— What is expected —
Say whether each statement agrees with the forum post on sharing weights between input features. Answer yes or no for each, and quote the words of the post that decide it. (a) Moving the creation of shared_weigts into the init function caused trouble when loss.backward() was called a second time. (b) The broadcasting approach works with channels of different dimensions. (c) In the three-feature case, x3 is meant to be multiplied by w1.

How to best create a model that shares weights between different dimensions of the input features

How to best create a model that shares weights between different dimensions of the input features?
I tried multiple ways of implementing this. One way that it works looks like this:

class DynamicWeightSharingModel(torch.nn.Module):
    def __init__(self, ranges:dict):
        super().__init__()
        dim = len(ranges.keys())
        print(dim)
        self.w = torch.nn.Parameter(torch.zeros((dim,)))
        self.ranges = ranges
        for idx,name in enumerate(self.ranges.keys()):
            self.register_buffer(name,torch.ones((self.ranges[name])))

    def forward(self, x)
        shared_weigts = []
        for idx,name in enumerate(self.ranges.keys()):
            shared_weigts.append(self.w[idx] * self.__dict__['_buffers'][name])
        shared_weigts = torch.concat(shared_weigts, dim=0)
        res = (x1 * shared_weigts)
        return res

The idea is the following, let x be 3d features vector x=[x1,x2,x3], i want to be able to multiply x1 and x2 with w1 and x3 with w2. Unfortunately it requires to create shared_weights sequentially in every iteration. So maybe there is a better way?
I tried putting the creation of “shared_weigts” into the init function but then there will be problems when calling loss.backward() a second time.
I also came up with another implementation where i add an additional dimension to the input for all feature dimensions that are supposed to be multiplied by the same weight. So e.g let x=[x1,x2,x3,x4] => [[x1,x2],[x2,x3]] and then use broadcasting with w=[w1,w2].
Unfortunately this requires to use channels of the same dimension unlike in the example above.

— Stored records —
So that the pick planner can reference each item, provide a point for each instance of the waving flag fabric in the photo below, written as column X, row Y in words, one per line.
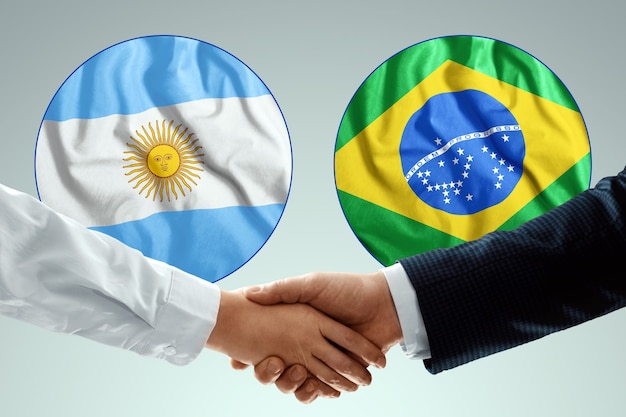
column 171, row 145
column 453, row 138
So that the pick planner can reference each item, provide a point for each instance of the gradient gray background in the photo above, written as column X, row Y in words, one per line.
column 313, row 56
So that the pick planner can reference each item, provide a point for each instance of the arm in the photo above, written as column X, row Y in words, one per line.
column 499, row 291
column 512, row 287
column 57, row 274
column 249, row 332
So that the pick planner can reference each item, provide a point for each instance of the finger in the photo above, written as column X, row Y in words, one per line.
column 354, row 343
column 269, row 370
column 333, row 377
column 235, row 364
column 289, row 290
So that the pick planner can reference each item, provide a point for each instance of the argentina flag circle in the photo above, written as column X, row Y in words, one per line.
column 174, row 147
column 462, row 152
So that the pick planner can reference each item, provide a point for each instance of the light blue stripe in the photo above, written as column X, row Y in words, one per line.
column 210, row 244
column 154, row 71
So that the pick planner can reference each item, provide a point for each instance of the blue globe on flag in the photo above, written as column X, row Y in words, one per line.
column 453, row 138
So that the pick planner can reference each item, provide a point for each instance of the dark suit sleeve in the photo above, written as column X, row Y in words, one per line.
column 508, row 288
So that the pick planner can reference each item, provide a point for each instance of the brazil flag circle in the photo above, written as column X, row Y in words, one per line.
column 453, row 138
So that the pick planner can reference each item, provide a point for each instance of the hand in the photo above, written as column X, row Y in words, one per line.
column 249, row 332
column 361, row 301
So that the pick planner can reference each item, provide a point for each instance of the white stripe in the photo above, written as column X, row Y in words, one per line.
column 247, row 160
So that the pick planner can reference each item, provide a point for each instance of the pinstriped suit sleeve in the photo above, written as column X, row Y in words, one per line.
column 57, row 274
column 509, row 288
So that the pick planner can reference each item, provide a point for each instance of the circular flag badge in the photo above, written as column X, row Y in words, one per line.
column 453, row 138
column 174, row 147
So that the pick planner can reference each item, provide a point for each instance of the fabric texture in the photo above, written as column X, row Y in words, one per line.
column 512, row 287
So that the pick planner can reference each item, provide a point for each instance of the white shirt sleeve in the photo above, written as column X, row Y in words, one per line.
column 57, row 274
column 415, row 340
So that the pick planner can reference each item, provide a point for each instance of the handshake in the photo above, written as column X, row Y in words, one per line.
column 312, row 335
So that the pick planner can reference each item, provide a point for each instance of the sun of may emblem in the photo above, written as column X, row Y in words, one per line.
column 164, row 160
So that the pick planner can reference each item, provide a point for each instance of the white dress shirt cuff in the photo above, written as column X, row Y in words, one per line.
column 186, row 320
column 415, row 341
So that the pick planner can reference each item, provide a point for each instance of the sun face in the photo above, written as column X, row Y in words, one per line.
column 164, row 160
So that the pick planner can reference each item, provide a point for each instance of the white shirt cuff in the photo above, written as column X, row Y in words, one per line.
column 186, row 320
column 415, row 341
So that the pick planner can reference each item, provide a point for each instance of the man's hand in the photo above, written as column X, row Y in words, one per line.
column 299, row 334
column 360, row 301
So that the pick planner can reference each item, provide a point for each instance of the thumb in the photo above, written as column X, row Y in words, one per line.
column 281, row 291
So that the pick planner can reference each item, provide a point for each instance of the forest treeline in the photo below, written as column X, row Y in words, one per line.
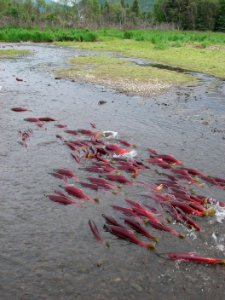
column 179, row 14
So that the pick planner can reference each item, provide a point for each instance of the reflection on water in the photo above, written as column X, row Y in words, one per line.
column 47, row 250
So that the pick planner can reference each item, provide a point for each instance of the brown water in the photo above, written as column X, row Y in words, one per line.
column 47, row 250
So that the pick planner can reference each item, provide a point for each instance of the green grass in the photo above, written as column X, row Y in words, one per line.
column 11, row 53
column 123, row 74
column 115, row 68
column 47, row 35
column 188, row 56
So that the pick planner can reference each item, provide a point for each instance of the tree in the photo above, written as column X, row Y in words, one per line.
column 220, row 19
column 135, row 8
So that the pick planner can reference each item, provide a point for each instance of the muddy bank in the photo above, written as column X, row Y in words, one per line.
column 47, row 250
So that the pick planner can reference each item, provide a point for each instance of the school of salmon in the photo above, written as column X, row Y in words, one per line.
column 114, row 163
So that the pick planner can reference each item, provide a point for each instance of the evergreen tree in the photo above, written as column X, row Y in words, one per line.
column 220, row 20
column 135, row 8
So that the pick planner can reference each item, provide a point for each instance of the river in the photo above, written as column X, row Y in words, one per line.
column 47, row 250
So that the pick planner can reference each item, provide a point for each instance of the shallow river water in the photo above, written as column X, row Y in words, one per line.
column 47, row 250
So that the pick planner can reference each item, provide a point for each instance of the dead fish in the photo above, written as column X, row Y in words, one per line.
column 59, row 176
column 71, row 146
column 62, row 199
column 152, row 151
column 76, row 157
column 194, row 257
column 67, row 173
column 160, row 163
column 100, row 102
column 102, row 182
column 60, row 126
column 20, row 109
column 125, row 143
column 47, row 119
column 95, row 231
column 34, row 120
column 91, row 186
column 170, row 159
column 116, row 149
column 73, row 132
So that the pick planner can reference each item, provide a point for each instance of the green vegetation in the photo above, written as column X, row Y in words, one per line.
column 179, row 14
column 202, row 52
column 48, row 35
column 123, row 74
column 11, row 53
column 192, row 14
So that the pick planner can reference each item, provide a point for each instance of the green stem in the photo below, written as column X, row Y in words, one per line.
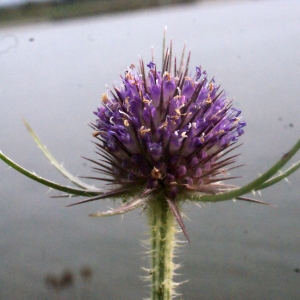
column 162, row 223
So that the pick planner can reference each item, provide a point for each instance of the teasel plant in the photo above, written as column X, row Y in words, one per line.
column 164, row 137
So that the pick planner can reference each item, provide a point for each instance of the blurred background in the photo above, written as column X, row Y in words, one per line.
column 56, row 59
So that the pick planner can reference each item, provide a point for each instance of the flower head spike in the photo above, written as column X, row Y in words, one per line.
column 164, row 132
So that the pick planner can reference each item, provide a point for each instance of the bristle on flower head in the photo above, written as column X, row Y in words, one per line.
column 164, row 131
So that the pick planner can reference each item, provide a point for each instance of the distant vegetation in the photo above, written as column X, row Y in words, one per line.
column 62, row 9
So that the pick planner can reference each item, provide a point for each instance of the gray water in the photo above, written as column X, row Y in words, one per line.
column 53, row 75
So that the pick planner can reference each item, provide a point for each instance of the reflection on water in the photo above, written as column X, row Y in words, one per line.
column 53, row 74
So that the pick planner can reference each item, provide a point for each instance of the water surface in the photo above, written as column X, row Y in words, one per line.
column 53, row 74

— Result for this task —
(a) Yes: "I tried putting the creation of “shared_weigts” into the init function but then there will be problems when calling loss.backward() a second time."
(b) No: "Unfortunately this requires to use channels of the same dimension unlike in the example above."
(c) No: "i want to be able to multiply x1 and x2 with w1 and x3 with w2."